▶ [DIRECTIONS FOR THIS TASK]: Among the entries that follow, the required portion opens with the line containing "Target: canyon wall" and closes with the line containing "of the cluster". Give that portion again exactly, and nothing else.

▶ [ENTRIES SHOWN]:
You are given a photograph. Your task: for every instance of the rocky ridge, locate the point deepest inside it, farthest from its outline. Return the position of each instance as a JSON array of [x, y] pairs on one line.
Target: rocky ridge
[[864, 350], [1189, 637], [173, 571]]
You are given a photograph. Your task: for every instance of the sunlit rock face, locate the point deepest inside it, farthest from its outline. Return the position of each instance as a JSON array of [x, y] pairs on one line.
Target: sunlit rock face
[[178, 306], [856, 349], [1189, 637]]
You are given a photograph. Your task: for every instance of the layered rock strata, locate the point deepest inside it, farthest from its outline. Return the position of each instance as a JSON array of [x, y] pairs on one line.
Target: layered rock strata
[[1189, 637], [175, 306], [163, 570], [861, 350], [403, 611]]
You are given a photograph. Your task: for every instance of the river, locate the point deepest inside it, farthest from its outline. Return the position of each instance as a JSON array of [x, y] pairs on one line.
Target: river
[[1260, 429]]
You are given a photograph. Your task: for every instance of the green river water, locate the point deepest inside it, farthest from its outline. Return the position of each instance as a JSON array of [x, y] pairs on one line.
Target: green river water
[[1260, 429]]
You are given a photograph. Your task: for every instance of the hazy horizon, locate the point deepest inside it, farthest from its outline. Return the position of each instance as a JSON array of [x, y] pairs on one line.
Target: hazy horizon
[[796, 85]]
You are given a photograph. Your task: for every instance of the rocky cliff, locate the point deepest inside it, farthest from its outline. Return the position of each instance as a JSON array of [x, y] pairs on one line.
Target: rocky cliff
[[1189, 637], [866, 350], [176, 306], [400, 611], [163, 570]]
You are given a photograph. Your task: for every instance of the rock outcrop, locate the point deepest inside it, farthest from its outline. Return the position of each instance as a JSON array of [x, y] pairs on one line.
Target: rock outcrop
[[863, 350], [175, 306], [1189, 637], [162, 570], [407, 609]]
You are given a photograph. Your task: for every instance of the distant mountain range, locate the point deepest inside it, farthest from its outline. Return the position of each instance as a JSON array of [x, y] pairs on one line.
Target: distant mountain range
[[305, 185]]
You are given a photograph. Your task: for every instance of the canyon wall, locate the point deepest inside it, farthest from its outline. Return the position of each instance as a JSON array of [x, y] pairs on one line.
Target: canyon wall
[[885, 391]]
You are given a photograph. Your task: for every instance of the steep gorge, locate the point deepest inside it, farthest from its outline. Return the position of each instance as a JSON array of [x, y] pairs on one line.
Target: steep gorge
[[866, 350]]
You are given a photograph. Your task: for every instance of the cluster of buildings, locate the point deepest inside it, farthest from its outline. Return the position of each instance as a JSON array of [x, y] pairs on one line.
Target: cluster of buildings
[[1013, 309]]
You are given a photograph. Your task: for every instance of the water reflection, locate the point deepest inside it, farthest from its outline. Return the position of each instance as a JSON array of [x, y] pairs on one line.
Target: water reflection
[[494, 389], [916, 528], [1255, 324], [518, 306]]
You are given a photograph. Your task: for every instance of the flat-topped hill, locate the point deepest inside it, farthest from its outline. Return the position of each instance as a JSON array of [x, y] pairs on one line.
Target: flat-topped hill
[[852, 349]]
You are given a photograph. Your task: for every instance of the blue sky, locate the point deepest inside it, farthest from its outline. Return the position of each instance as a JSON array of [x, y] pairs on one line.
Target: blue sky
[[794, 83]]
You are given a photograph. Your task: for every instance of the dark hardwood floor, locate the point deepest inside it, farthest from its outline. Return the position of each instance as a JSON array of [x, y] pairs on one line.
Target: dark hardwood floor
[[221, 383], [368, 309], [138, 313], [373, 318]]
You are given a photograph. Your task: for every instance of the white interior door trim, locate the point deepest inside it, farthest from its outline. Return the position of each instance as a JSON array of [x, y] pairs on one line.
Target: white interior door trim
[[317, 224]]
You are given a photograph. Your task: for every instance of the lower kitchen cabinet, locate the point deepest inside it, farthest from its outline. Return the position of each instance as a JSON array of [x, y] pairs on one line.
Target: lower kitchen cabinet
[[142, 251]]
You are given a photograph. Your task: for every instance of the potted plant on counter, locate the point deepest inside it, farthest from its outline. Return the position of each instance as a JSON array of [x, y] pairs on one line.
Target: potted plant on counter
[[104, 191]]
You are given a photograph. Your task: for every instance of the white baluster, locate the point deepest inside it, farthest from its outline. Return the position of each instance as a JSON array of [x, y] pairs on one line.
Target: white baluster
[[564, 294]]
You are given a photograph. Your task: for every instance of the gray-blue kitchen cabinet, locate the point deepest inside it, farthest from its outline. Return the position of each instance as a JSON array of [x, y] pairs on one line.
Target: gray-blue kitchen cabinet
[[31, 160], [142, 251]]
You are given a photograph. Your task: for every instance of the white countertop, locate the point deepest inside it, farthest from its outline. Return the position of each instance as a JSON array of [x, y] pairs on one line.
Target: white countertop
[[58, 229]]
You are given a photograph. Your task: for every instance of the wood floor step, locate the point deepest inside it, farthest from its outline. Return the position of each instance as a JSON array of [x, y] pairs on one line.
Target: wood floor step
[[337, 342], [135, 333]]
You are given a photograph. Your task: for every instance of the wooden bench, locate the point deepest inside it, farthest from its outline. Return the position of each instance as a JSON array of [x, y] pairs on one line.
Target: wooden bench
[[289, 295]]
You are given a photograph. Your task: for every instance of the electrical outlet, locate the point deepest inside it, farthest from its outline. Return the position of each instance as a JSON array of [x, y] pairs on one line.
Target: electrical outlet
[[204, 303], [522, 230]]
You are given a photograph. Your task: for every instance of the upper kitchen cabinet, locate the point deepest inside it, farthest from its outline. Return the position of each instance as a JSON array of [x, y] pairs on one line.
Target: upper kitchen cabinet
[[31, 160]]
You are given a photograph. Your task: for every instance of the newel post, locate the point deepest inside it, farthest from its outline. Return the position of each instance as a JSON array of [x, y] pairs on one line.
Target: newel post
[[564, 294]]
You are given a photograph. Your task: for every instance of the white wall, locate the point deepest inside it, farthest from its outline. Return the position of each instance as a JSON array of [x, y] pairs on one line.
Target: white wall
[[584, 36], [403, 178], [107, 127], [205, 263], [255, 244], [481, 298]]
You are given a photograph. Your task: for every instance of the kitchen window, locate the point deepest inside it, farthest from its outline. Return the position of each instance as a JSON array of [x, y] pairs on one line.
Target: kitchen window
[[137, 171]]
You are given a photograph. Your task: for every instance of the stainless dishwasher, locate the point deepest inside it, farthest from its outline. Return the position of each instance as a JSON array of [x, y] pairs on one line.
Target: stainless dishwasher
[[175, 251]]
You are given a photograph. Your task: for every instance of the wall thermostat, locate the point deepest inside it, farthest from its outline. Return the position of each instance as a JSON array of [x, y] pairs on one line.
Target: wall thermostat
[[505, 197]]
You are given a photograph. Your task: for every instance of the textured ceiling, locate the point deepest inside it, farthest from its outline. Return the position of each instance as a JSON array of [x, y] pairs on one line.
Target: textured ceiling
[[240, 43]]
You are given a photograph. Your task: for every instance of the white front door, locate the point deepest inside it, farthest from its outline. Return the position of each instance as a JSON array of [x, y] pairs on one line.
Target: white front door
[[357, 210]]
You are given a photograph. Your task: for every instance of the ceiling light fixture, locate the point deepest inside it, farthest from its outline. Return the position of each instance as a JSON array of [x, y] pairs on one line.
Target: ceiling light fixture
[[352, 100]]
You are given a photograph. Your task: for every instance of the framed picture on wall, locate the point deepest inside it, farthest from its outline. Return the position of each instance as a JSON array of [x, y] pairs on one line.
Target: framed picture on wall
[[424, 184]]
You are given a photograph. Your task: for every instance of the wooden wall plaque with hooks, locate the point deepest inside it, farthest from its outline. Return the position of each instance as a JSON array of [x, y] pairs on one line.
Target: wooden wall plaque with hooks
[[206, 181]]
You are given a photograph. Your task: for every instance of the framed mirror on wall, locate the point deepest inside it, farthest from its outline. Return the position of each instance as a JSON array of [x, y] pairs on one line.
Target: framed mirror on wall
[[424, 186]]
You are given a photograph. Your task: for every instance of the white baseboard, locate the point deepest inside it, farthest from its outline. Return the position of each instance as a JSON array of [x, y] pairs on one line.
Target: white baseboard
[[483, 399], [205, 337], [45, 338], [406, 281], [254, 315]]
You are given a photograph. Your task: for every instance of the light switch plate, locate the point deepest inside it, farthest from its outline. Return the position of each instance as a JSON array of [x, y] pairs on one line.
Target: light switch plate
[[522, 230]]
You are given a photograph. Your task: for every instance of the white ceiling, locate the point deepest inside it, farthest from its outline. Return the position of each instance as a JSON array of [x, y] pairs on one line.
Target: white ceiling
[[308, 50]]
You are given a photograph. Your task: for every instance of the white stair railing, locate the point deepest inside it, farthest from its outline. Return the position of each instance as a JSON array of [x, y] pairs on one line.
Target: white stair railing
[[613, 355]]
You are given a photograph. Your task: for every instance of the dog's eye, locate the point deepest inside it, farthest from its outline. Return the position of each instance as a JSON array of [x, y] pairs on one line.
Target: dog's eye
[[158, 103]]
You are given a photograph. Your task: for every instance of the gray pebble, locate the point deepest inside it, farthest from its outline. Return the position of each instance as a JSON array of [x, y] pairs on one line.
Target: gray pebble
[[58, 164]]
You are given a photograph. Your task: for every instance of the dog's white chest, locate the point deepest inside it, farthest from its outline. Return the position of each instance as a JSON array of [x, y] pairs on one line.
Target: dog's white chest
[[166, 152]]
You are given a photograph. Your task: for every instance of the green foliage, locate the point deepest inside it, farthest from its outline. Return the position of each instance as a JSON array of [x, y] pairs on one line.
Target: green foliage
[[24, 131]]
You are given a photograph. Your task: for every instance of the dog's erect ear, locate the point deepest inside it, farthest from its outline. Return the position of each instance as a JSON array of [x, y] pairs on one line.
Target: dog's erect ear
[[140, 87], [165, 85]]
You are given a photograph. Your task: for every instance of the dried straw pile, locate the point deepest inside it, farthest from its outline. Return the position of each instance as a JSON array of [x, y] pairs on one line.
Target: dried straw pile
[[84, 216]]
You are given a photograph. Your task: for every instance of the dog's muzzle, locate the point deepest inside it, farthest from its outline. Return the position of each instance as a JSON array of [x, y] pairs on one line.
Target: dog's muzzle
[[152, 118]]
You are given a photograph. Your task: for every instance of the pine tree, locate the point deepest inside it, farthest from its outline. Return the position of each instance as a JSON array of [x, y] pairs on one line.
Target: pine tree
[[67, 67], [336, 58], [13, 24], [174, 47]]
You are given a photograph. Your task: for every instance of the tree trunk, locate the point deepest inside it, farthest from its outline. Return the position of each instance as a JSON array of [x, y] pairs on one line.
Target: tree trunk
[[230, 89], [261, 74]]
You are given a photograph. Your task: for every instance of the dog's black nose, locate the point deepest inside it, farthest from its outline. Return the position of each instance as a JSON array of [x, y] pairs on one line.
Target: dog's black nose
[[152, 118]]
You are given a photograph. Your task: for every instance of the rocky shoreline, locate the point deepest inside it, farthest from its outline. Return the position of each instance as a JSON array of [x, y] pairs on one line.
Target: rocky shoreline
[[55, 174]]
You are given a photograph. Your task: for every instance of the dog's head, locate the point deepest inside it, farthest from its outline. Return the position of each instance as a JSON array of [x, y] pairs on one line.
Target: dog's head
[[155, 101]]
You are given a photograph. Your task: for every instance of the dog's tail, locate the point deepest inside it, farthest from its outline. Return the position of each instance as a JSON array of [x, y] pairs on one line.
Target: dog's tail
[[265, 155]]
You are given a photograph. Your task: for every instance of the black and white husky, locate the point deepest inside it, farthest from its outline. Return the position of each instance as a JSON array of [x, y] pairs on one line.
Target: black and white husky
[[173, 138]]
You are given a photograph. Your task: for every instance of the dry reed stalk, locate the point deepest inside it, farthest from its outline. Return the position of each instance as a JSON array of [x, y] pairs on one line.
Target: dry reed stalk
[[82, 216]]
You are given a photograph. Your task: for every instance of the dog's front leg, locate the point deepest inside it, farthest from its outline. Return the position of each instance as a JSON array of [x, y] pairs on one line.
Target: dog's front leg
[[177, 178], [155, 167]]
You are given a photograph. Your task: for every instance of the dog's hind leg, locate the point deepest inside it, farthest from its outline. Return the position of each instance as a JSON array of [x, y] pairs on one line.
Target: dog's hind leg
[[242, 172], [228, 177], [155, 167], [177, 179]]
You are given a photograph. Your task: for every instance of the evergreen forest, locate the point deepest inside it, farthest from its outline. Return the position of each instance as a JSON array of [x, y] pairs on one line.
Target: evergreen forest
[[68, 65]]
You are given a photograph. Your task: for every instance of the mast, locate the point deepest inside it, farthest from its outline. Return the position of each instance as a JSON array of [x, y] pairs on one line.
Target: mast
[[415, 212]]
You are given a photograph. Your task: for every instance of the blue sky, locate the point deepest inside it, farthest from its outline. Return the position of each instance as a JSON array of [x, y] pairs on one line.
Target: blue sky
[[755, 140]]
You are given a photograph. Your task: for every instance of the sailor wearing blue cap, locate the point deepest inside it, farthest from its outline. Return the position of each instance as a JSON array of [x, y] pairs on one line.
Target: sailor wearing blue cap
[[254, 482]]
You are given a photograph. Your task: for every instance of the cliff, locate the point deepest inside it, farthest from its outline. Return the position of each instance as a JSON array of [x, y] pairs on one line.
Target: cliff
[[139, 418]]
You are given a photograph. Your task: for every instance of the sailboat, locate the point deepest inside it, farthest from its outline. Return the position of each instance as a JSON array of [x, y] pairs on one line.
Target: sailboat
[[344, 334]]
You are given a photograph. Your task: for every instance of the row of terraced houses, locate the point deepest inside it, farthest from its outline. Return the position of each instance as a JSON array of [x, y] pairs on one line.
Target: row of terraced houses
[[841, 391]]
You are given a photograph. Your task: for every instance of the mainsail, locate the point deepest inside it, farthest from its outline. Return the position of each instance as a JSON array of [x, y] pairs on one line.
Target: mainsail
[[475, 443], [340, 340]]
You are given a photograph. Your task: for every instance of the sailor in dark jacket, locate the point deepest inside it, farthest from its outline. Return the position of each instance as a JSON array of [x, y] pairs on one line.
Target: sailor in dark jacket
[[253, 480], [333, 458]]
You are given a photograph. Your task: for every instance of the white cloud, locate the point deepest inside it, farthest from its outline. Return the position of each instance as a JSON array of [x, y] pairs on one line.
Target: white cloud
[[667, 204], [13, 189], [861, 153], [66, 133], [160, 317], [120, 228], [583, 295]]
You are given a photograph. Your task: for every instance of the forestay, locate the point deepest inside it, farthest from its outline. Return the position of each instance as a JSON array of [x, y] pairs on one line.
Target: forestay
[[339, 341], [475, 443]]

▶ [EXERCISE ANSWER]:
Target: canyon wall
[[885, 391]]
You are given a photograph. Your task: for every instance of the steep gorge, locate the point deepest inside it, farthest from its outline. Return the position of each instance as a JSON array of [x, y] pairs on one line.
Target: steep gorge
[[866, 350]]
You are given a photograph. Your task: for every instance of the cluster of buildings, locate the point deepest inside it, farthest from its outline. Return the position of each instance as a JSON array of [x, y] pairs on one line.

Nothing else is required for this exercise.